# GIVEN PROBLEM
Present the rows below as a numbered list, leaving out any blank lines.

# TASK INPUTS
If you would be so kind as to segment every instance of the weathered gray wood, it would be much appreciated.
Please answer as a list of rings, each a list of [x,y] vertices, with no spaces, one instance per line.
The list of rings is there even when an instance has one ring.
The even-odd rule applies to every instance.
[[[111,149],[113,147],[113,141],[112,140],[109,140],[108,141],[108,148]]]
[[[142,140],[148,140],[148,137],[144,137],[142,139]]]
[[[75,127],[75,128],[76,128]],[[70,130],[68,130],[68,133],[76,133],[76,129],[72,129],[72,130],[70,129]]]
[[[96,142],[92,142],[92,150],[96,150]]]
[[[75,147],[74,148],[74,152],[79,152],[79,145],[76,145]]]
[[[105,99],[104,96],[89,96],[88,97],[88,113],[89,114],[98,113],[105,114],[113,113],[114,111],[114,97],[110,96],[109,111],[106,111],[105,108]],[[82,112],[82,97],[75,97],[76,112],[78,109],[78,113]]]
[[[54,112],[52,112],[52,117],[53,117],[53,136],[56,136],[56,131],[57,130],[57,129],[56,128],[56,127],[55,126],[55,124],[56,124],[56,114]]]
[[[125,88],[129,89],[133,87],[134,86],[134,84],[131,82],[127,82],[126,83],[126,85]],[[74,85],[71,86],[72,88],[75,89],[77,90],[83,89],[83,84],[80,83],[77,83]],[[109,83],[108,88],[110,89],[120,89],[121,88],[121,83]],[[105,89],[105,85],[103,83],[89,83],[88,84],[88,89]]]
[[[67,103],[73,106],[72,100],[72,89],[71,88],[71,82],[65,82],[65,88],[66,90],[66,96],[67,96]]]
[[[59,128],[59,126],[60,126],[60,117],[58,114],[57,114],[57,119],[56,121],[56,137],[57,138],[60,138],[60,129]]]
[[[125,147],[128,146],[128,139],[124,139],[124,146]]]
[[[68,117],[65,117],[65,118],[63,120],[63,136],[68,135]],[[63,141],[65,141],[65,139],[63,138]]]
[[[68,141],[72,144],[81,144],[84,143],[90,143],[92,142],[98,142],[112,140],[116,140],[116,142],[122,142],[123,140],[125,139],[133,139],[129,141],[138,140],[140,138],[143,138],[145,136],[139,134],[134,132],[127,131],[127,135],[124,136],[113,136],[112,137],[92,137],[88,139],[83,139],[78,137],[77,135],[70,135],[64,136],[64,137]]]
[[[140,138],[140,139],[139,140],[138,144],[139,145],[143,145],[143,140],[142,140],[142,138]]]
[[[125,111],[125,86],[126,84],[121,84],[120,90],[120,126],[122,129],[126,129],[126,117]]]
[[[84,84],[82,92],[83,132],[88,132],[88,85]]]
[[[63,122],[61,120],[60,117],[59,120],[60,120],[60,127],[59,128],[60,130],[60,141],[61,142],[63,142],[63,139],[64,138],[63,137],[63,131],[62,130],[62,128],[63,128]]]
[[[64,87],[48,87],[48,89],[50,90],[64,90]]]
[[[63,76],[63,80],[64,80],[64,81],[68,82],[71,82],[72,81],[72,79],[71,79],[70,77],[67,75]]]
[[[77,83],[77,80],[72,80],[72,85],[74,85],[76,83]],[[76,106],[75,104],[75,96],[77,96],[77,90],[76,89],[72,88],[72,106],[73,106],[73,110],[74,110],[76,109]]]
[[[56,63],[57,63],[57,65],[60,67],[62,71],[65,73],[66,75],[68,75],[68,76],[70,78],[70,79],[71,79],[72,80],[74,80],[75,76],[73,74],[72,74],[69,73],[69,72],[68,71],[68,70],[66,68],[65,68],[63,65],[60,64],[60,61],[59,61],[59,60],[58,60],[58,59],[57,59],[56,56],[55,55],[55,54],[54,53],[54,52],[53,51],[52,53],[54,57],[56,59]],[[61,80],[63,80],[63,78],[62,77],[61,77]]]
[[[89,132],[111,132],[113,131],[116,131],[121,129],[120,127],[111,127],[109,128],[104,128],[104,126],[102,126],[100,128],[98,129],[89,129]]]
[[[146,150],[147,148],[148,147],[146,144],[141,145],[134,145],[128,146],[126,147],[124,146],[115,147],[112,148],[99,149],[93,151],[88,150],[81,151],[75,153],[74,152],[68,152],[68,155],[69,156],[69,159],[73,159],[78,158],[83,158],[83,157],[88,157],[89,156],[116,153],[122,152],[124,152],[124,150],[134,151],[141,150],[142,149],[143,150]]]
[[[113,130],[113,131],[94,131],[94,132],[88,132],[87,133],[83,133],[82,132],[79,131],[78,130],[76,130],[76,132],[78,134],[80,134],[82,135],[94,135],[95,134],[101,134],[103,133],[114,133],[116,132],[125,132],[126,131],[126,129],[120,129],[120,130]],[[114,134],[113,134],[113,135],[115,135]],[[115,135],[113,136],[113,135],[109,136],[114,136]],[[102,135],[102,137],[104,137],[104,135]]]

# FINAL RESULT
1. If you would be so kind as to segment every instance of the weathered gray wood, it would be much appreciated.
2. Please answer as a list of rings, each a list of [x,y] vertices, with no spaces, one instance per line.
3. The list of rings is there even when an instance has one ring.
4. The even-odd rule applies to every instance.
5. [[[111,149],[113,147],[113,141],[112,140],[109,140],[108,141],[108,148]]]
6. [[[142,140],[148,140],[148,137],[144,137],[142,139]]]
7. [[[75,127],[75,128],[76,128]],[[70,130],[68,130],[68,133],[76,133],[76,129],[72,129],[72,130],[70,129]]]
8. [[[96,142],[92,142],[92,150],[96,150]]]
9. [[[75,147],[74,148],[74,152],[79,152],[79,145],[76,145]]]
10. [[[105,99],[104,96],[89,96],[88,97],[88,113],[89,114],[98,113],[105,114],[113,113],[114,111],[114,97],[110,96],[109,111],[106,111],[105,108]],[[82,112],[82,97],[75,97],[76,112],[78,109],[78,113]]]
11. [[[54,112],[52,112],[52,117],[53,117],[53,136],[56,136],[56,131],[57,130],[57,129],[56,128],[56,127],[55,126],[55,124],[56,124],[56,114]]]
12. [[[125,88],[129,89],[133,87],[134,86],[134,84],[131,82],[127,82],[126,83],[126,85]],[[74,85],[71,86],[72,88],[75,89],[77,90],[83,89],[83,84],[80,83],[77,83]],[[109,83],[108,88],[110,89],[120,89],[121,88],[121,83]],[[105,89],[105,85],[103,83],[89,83],[88,84],[88,89]]]
13. [[[67,103],[73,106],[72,100],[72,89],[71,88],[71,82],[65,82],[65,88],[66,90],[66,96],[67,96]]]
14. [[[59,128],[59,126],[60,126],[60,117],[58,114],[57,114],[57,119],[56,121],[56,137],[57,138],[60,138],[60,129]]]
15. [[[125,147],[128,146],[128,139],[124,139],[124,146]]]
16. [[[68,117],[65,117],[65,118],[63,120],[63,136],[68,135]],[[63,141],[65,141],[65,139],[63,138]]]
17. [[[68,141],[72,144],[81,144],[84,143],[90,143],[92,142],[98,142],[112,140],[116,140],[116,142],[122,142],[123,140],[125,139],[133,139],[129,141],[138,140],[140,138],[143,138],[145,136],[139,134],[134,132],[127,131],[127,135],[124,136],[113,136],[112,137],[92,137],[88,139],[83,139],[78,137],[77,135],[70,135],[64,136],[64,137]]]
18. [[[140,138],[140,139],[139,140],[138,144],[139,145],[143,145],[143,140],[142,140],[142,138]]]
19. [[[125,111],[125,86],[126,84],[121,84],[120,90],[120,126],[122,129],[126,129],[126,117]]]
20. [[[84,84],[82,92],[83,132],[88,132],[88,85]]]
21. [[[63,122],[61,120],[60,117],[59,120],[60,120],[60,127],[59,128],[60,130],[60,141],[61,142],[63,142],[63,139],[64,138],[63,137],[63,131],[62,130],[62,128],[63,128]]]
22. [[[64,87],[48,87],[48,89],[50,90],[64,90]]]
23. [[[63,76],[63,80],[64,80],[64,81],[68,82],[71,82],[72,81],[72,79],[71,79],[70,77],[67,75]]]
24. [[[77,83],[77,80],[72,80],[72,85],[74,85],[76,83]],[[76,106],[75,104],[75,96],[77,96],[77,90],[76,89],[72,88],[72,106],[73,106],[73,110],[74,110],[76,109]]]
25. [[[56,63],[57,63],[57,65],[60,67],[62,71],[65,73],[66,75],[68,75],[68,76],[70,78],[70,79],[71,79],[72,80],[74,80],[75,76],[73,74],[72,74],[69,73],[69,72],[68,71],[68,70],[66,68],[65,68],[63,65],[60,64],[60,61],[59,61],[59,60],[58,60],[58,59],[57,59],[56,56],[55,55],[55,54],[54,53],[54,52],[53,51],[52,53],[54,57],[56,59]],[[61,80],[63,80],[63,78],[62,77],[61,77]]]
26. [[[89,132],[111,132],[113,131],[116,131],[121,129],[120,127],[111,127],[109,128],[104,128],[104,126],[102,126],[100,128],[98,129],[89,129]]]
27. [[[146,150],[147,148],[148,147],[146,144],[141,145],[134,145],[128,146],[126,147],[124,146],[115,147],[112,148],[99,149],[93,151],[88,150],[81,151],[75,153],[74,152],[68,152],[68,155],[69,156],[69,159],[73,159],[78,158],[83,158],[83,157],[88,157],[89,156],[116,153],[122,152],[124,152],[124,150],[134,151],[141,150],[142,149],[143,150]]]
28. [[[113,130],[113,131],[94,131],[94,132],[88,132],[87,133],[83,133],[82,132],[79,131],[78,130],[76,130],[76,132],[78,134],[80,134],[82,135],[94,135],[95,134],[101,134],[103,133],[114,133],[116,132],[125,132],[126,131],[126,129],[120,129],[120,130]],[[114,134],[113,134],[113,135],[115,135]],[[115,135],[113,136],[113,135],[109,136],[114,136]],[[102,135],[102,137],[104,137],[104,135]]]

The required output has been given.